Scan the data for "white" and copy each matching line.

BEGIN RECORDED INFORMATION

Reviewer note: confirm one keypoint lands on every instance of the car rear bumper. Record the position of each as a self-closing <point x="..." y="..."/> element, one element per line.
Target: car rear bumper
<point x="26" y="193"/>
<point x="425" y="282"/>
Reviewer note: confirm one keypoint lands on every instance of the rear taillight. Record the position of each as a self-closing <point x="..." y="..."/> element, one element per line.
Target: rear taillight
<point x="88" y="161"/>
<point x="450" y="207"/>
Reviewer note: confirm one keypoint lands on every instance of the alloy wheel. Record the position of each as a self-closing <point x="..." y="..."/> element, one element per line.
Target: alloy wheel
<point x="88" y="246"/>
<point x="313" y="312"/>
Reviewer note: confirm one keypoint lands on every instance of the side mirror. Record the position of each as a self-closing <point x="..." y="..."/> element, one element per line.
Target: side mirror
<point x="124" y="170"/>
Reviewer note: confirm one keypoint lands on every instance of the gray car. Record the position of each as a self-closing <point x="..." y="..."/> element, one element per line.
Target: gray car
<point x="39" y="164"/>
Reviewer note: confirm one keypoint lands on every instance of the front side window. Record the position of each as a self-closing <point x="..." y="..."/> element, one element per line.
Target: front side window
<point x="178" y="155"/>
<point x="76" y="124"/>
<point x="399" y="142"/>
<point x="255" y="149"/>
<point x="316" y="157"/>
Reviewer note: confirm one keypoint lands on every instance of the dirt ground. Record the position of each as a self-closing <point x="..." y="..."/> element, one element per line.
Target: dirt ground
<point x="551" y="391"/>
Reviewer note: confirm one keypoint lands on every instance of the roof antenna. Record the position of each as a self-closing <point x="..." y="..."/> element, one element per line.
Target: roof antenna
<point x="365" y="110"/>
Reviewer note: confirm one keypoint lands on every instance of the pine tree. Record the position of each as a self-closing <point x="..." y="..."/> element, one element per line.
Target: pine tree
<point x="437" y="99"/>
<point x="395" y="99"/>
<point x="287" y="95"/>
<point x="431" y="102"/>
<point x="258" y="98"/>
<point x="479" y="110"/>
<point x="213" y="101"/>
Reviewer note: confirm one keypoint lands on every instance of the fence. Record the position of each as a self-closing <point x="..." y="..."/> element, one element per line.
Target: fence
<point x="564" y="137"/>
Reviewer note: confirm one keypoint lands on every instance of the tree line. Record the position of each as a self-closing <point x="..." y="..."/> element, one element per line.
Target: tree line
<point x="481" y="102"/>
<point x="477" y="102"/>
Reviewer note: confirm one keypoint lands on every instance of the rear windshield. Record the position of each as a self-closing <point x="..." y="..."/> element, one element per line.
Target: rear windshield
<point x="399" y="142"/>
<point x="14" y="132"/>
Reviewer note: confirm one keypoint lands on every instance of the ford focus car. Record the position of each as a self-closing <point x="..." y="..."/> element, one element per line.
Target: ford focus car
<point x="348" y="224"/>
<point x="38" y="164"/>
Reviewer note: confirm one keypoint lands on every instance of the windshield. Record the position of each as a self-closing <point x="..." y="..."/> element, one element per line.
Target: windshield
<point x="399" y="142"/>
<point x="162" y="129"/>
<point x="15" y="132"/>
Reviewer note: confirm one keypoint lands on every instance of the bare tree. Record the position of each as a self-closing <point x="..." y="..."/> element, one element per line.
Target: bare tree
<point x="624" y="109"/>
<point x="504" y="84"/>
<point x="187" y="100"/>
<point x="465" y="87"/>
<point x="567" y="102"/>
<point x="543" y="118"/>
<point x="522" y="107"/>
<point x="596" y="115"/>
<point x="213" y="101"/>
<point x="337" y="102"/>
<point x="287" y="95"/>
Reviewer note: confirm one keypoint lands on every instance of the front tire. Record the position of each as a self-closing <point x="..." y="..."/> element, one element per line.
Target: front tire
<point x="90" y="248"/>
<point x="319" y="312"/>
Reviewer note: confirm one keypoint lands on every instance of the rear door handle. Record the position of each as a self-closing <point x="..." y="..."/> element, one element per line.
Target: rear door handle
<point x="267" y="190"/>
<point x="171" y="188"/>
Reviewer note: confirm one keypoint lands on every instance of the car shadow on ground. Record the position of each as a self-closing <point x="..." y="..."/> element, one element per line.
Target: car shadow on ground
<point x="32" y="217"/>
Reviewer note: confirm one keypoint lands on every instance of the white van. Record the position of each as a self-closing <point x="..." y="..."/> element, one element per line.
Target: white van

END RECORDED INFORMATION

* [FINAL ANSWER]:
Reviewer note: confirm one keypoint lands on every instance of the white van. Record the position of each as a self-closing <point x="..." y="..."/> element, one element per line.
Target: white van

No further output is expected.